++++ Extrait ++++
Pour que le droit à la déconnexion ne soit plus imposé par des applications digitales, les entreprises doivent mettre en place un management basé sur la confiance. Favoriser le développement du télétravail et la flexibilité dans l’organisation des journées de chacun permettra de tendre vers plus de bien-être pour les salariés.
A l’ère du digital, le droit à une vie après le travail s’impose comme une nécessite. Mais forcer la déconnexion n’est pas la solution.
Consulter ses mails professionnels depuis son lit le soir ou au contraire, gérer des impératifs personnels depuis son lieu de travail, quoi de plus banal ? Avec l’essor des ordinateurs portables, tablettes et autres smartphones, la frontière entre vie professionnelle et vie privée est devenue poreuse. Le phénomène porte même un nom : le blurring, de l’anglais « to blur » : brouiller, flouter. Cette pathologie des temps modernes touche principalement les cadres. Près de 80% sont ainsi sollicités par leurs supérieurs une fois rentrés chez eux tandis que 33% culpabilisent lorsqu’ils se déconnectent le soir ou le week-end. Comme si une coupure nette pouvait avoir des conséquences néfastes pour leur carrière.
++++ Données ++++
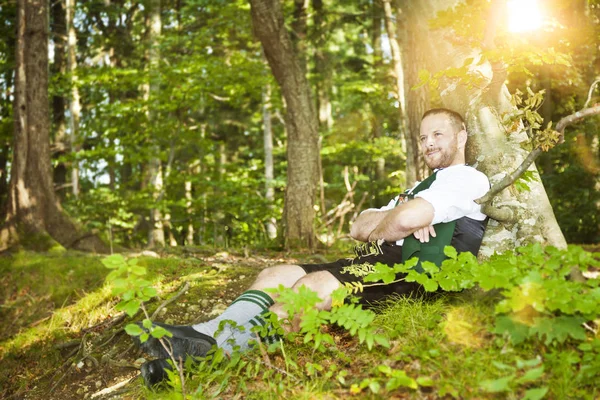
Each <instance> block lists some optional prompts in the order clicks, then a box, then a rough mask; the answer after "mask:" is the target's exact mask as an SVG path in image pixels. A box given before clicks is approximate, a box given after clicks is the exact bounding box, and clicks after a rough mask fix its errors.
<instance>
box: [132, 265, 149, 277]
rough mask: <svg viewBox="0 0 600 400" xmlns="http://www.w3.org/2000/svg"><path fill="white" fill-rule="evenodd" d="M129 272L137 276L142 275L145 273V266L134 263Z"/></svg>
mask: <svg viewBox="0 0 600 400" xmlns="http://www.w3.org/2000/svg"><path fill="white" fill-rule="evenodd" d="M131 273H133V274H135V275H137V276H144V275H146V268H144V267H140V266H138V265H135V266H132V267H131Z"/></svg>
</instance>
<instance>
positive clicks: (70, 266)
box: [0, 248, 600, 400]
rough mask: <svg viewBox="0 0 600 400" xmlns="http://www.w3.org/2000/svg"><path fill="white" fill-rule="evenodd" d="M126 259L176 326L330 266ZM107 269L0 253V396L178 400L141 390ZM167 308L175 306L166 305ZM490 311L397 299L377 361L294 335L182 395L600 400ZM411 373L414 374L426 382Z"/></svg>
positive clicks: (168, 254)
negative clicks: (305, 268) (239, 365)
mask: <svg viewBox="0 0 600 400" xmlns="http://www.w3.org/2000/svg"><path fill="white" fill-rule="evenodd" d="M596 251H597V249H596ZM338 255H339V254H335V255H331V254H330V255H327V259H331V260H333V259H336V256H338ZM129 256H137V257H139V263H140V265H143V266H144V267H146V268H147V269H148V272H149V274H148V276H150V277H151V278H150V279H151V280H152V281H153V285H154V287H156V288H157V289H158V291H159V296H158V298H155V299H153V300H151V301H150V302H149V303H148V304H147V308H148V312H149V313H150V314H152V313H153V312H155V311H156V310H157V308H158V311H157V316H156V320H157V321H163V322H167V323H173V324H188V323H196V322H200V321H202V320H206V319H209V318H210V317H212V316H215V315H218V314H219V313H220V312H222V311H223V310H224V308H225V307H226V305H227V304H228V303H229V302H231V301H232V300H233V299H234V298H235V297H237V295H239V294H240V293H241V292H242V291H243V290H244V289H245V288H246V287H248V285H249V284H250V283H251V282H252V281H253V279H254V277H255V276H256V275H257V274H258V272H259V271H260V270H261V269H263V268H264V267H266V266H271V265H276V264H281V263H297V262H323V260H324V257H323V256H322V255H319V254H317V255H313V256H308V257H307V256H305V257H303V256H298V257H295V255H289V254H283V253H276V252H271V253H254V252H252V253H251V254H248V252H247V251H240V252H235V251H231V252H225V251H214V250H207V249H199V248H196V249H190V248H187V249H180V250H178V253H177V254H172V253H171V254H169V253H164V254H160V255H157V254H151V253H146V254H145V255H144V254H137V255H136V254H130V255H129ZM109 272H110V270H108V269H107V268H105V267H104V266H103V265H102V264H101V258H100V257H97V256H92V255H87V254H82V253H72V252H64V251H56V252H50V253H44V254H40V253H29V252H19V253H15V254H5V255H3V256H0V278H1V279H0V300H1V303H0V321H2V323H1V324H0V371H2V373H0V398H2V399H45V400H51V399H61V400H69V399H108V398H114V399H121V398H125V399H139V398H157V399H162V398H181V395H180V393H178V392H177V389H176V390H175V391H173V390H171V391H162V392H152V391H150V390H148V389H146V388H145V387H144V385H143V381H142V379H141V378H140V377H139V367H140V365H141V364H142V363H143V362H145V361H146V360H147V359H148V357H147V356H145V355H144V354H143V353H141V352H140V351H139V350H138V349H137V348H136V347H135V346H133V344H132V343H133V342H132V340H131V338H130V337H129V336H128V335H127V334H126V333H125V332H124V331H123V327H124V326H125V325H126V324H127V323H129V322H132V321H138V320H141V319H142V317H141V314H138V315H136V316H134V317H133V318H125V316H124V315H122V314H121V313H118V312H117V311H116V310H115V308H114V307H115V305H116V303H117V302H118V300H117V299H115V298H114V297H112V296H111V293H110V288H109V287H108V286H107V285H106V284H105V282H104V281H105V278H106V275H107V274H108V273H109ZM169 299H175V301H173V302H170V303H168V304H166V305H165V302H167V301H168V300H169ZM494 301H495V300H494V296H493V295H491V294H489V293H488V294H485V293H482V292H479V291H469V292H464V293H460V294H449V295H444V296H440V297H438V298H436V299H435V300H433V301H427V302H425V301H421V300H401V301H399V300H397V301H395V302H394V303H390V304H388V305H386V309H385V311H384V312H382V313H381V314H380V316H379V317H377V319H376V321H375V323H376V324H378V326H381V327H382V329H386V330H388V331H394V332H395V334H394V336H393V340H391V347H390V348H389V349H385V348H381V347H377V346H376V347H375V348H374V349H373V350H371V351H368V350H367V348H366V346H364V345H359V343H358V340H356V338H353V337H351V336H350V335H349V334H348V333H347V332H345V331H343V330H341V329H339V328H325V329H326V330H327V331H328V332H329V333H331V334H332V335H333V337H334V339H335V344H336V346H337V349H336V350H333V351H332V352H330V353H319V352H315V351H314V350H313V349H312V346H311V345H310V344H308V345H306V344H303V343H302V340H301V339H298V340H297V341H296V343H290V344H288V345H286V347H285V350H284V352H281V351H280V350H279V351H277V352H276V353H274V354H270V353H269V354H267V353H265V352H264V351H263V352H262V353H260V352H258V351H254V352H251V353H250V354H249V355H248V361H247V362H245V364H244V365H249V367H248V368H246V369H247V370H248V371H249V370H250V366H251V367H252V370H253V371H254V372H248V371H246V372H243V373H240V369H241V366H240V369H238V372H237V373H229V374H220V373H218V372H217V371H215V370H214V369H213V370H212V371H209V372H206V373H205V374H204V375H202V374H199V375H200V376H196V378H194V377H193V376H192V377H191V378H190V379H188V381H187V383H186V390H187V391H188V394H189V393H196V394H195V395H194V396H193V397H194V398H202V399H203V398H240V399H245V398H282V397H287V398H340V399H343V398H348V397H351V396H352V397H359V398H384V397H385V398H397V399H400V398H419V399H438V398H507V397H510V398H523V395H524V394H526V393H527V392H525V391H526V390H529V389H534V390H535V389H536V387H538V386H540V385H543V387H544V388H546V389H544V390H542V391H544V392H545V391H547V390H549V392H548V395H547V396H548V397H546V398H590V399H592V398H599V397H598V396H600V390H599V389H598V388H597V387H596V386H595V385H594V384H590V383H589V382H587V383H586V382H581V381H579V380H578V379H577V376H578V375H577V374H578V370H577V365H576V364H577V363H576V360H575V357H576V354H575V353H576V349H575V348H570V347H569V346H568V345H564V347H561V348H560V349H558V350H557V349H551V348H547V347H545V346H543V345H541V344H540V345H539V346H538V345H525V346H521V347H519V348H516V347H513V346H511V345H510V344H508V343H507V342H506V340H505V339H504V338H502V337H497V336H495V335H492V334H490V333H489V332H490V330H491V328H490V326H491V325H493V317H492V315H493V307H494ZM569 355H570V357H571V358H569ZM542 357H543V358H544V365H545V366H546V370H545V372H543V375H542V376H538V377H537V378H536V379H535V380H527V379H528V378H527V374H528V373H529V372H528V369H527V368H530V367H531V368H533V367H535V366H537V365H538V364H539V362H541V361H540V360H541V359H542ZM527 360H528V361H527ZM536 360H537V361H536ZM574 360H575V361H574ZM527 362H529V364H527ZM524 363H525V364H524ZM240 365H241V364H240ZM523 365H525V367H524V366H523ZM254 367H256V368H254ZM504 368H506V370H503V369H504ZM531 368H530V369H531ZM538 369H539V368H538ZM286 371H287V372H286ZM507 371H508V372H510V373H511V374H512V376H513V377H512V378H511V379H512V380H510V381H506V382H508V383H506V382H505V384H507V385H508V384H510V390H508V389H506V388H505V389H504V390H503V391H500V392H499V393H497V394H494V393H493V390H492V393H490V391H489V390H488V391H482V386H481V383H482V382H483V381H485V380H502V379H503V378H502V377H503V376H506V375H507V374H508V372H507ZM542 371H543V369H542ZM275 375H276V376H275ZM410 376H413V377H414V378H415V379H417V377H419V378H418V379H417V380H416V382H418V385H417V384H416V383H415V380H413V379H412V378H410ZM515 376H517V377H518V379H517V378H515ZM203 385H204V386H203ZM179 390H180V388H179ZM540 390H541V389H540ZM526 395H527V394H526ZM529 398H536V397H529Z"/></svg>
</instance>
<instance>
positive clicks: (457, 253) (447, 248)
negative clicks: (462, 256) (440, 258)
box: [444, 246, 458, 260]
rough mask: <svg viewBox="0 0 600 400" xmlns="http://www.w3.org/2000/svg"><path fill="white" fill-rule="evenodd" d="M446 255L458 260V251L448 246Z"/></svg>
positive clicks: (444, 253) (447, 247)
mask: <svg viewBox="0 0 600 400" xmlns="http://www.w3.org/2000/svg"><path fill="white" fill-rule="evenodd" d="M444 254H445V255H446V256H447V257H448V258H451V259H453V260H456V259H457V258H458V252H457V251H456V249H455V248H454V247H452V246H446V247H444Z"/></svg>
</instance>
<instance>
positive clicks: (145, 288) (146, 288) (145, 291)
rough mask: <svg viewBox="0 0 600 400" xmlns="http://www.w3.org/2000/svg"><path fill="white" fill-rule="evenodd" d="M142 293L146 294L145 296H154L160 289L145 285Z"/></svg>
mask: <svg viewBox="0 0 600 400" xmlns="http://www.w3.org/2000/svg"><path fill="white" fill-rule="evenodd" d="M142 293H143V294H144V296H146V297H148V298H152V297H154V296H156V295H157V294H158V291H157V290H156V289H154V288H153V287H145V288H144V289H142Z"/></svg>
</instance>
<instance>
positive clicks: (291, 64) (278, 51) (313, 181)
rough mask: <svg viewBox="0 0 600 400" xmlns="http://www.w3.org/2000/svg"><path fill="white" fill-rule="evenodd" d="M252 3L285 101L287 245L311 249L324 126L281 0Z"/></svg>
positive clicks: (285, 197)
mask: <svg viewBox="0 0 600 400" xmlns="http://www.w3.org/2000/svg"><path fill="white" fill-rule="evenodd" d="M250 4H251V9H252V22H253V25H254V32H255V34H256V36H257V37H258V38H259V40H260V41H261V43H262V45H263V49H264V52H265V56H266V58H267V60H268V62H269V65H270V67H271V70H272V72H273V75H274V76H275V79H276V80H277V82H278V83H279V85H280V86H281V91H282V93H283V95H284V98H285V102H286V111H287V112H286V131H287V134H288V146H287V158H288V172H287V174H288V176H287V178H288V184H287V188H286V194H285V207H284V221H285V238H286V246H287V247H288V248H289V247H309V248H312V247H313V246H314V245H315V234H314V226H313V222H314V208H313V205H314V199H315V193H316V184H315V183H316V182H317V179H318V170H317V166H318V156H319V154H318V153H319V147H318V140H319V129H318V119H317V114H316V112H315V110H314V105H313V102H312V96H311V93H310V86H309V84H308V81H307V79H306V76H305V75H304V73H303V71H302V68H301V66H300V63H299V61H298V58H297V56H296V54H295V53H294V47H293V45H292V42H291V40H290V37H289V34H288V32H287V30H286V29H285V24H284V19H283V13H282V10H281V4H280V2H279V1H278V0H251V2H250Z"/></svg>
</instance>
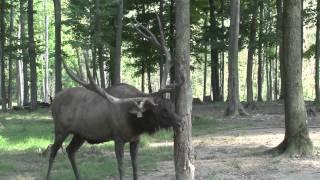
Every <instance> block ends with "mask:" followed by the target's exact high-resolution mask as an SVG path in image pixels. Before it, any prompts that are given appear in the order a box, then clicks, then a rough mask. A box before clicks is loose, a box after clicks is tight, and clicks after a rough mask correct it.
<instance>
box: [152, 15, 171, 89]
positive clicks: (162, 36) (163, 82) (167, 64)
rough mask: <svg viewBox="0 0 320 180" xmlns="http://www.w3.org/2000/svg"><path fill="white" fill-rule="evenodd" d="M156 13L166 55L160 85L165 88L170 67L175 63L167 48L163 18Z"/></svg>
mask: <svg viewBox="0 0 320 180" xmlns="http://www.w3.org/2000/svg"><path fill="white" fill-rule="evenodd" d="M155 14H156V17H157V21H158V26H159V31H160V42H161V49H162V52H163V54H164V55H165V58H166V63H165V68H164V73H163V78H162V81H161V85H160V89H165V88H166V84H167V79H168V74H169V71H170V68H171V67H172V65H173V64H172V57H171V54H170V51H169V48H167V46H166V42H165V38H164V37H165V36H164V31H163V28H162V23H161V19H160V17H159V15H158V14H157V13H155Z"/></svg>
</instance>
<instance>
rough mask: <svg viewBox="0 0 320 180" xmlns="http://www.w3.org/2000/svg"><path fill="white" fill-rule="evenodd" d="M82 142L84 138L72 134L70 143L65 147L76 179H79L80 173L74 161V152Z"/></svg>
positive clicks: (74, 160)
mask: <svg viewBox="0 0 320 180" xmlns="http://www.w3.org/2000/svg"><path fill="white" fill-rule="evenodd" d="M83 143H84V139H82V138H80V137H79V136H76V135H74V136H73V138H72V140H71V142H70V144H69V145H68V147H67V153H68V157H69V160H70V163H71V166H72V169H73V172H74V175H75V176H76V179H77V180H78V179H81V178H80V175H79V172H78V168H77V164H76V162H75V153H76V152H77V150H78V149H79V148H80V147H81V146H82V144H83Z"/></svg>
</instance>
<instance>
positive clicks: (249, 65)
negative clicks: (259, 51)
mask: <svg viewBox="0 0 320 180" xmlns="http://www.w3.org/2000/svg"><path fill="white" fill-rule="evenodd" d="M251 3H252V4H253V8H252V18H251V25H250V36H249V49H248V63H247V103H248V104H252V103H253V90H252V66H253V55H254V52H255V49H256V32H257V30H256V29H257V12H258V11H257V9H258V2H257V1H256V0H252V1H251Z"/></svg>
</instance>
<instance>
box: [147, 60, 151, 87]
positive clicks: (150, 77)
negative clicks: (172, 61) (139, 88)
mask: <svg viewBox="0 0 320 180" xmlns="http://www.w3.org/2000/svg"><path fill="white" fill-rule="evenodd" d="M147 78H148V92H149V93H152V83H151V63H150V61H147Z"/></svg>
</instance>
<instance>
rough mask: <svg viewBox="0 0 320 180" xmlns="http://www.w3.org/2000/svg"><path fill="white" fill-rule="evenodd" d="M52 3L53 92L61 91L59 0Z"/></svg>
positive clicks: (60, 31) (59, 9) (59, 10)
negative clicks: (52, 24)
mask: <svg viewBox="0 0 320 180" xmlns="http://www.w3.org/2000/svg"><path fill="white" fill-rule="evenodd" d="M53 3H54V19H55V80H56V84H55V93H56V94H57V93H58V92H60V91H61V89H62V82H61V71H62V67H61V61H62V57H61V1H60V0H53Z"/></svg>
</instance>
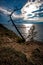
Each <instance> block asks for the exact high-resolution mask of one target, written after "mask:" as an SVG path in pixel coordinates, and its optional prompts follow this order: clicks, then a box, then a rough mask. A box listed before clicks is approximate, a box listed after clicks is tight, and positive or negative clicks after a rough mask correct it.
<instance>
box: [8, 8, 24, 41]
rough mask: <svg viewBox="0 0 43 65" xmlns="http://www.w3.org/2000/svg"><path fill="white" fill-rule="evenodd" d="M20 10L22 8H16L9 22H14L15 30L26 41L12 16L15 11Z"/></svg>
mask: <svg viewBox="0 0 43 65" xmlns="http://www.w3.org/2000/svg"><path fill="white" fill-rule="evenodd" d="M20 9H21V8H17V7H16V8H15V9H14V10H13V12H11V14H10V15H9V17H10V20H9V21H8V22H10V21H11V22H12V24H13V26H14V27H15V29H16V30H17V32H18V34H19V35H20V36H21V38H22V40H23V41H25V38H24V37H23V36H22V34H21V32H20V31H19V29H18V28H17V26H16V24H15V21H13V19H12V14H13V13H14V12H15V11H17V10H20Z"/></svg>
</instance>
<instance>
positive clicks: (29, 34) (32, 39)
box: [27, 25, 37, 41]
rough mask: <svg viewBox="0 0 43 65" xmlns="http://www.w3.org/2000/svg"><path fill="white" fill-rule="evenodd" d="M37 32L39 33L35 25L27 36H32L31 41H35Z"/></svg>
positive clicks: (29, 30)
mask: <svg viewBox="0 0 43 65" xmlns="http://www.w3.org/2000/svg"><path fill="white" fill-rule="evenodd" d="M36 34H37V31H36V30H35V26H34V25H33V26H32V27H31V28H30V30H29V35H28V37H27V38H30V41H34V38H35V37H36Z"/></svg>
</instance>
++++
Actions à mener =
a. Répondez à ces questions sur l'extrait consacré au droit à la déconnexion :
(i) Sur quoi les entreprises doivent-elles fonder leur management ?
(ii) Quel nom anglais porte le phénomène de brouillage entre vie professionnelle et vie privée ?
(iii) Quelle proportion des cadres est sollicitée par ses supérieurs une fois rentrée à la maison ?
b. Dans l'extrait consacré au droit à la déconnexion, modifiez le passage situé entre « Pour que le » et « pas la solution. » inclus en y substituant « travail à distance » à « télétravail ».
c. Poursuivez l'extrait consacré au droit à la déconnexion à la suite de sa dernière phrase.

Résultats =
a.
(i) Sur la confiance.
(ii) Le blurring.
(iii) Près de 80 %.

b.
Pour que le droit à la déconnexion ne soit plus imposé par des applications digitales, les entreprises doivent mettre en place un management basé sur la confiance. Favoriser le développement du travail à distance et la flexibilité dans l’organisation des journées de chacun permettra de tendre vers plus de bien-être pour les salariés.
A l’ère du digital, le droit à une vie après le travail s’impose comme une nécessite. Mais forcer la déconnexion n’est pas la solution.

c.
Hyperconnexion anxiogène
La pression psychologique et l’exigence de disponibilité permanente ne sont pas sans conséquence sur la santé des employés. Anxiété, stress chronique, troubles du sommeil et de la concentration sont les manifestations les plus fréquentes de ce fardeau digital. En 2016, 82% jugeaient anxiogène cette connexion quasi-permanente. Plus grave encore, les cas de burn out ont été multiplié par sept depuis 2015. On comptabilise actuellement entre 200 000 et 500 000 personnes souffrant de ce syndrome d’épuisement professionnel.
Pourtant, la France a été le premier pays au monde à légiférer sur la question. Pour protéger la santé des employés du secteur privé, le droit à la déconnexion a été intégré au Code du travail le 1er janvier 2017. Il oblige les entreprises de plus de 50 salariés à aborder cette question à l’occasion des négociations annuelles obligatoires mais ne prévoit aucune sanction en cas d’absence d’accord ou de non -respect de cet accord.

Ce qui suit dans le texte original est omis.